▶ Aim: Using the audio review excerpt, explain in one to three sentences why the end of "Capable Rhythm" puts the listener on edge.

▶ Source excerpt:
start

Rush - Moving Pictures - Red Barchetta - 24/96: as earlier, the next gen Klimax is not a miracle worker, yet there is another improvement in understanding the song and the intent - possibly from the timing, possibly from better resolution but the urgency of the chase here is just that bit more, err, urgent.

Roisin Murphy - Crooked Machine - Capable Rhythm - Qobuz 16/44.1: this track has a very solid, driving bass line and percussion, played off against an insistent strumming electric guitar and interspersed short sharp chord changes. That "very solid", with Organik becomes 3 dimensional, tangible bringing the track into the room almost as if the bass is being carved into the air. At the end the backing track fades and the guitar strumming is crisp, sharp, intense compared to a more subdued feel with Katalyst.  It puts you on edge, eager to hear what Murphy is going to conjure up next.  And that's the point isn't it? Wanting more music.

Christine and the Queens - Chris - 5 Dollars - 16/44.1: As mentioned above, a track I really like musically but it can get a bit strident in the chorus, and to an extent it was better tamed with KDSM/2 as a system hub, but here its pretty much eliminated.  Using the Organik DAC adds to the sense of pace in this track, further driving foot tapping and appreciation of the energy involved - it remined me of the first time seeing "Tilted" being performed on Jools Holland and marvelling all elements of the artistry involved - words, music and dance.

As a complete source - streamer, DAC and pre-amp, there's no doubt from this experience that its a huge uplift from Akurate level Katalyst and - from memory - from KDSM/2 too. This is the first Linn source I've heard that makes a passive Klimax level source sound better than an Akurate Exakt Katalyst source - and its not by a small margin. Can't wait to hear Organik in an Exakt system!

end

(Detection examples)

start

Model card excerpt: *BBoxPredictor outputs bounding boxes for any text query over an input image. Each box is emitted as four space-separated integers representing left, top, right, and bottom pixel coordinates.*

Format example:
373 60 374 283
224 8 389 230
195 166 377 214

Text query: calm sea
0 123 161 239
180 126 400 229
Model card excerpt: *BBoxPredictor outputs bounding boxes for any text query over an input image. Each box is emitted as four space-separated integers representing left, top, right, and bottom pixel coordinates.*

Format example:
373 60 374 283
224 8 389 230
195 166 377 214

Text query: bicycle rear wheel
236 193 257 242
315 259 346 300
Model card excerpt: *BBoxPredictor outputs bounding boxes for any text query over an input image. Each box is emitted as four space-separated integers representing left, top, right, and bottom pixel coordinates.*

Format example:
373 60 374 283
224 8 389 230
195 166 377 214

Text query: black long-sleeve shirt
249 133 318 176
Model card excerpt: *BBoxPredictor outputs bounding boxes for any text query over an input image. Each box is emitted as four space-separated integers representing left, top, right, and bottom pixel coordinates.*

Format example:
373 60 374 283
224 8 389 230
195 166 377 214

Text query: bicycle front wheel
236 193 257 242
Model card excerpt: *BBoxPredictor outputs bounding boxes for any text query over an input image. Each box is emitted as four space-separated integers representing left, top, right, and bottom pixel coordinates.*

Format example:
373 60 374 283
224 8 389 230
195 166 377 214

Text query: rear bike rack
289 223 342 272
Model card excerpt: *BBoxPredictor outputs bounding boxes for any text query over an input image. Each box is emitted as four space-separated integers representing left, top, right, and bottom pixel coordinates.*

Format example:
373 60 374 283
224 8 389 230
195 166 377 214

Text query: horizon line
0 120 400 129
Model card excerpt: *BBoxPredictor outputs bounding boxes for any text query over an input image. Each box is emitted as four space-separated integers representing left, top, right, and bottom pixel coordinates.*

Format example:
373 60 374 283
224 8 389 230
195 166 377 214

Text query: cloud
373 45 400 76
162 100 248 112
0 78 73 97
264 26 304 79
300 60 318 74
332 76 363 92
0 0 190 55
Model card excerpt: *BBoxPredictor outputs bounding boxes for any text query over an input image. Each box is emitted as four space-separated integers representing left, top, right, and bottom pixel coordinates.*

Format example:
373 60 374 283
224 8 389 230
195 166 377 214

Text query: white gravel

end

▶ The reply: At the end of the track the backing fades, and the guitar strumming comes across as crisp, sharp and intense with Organik, unlike the more subdued feel with Katalyst. That intensity leaves the listener eager to hear what Murphy will conjure up next.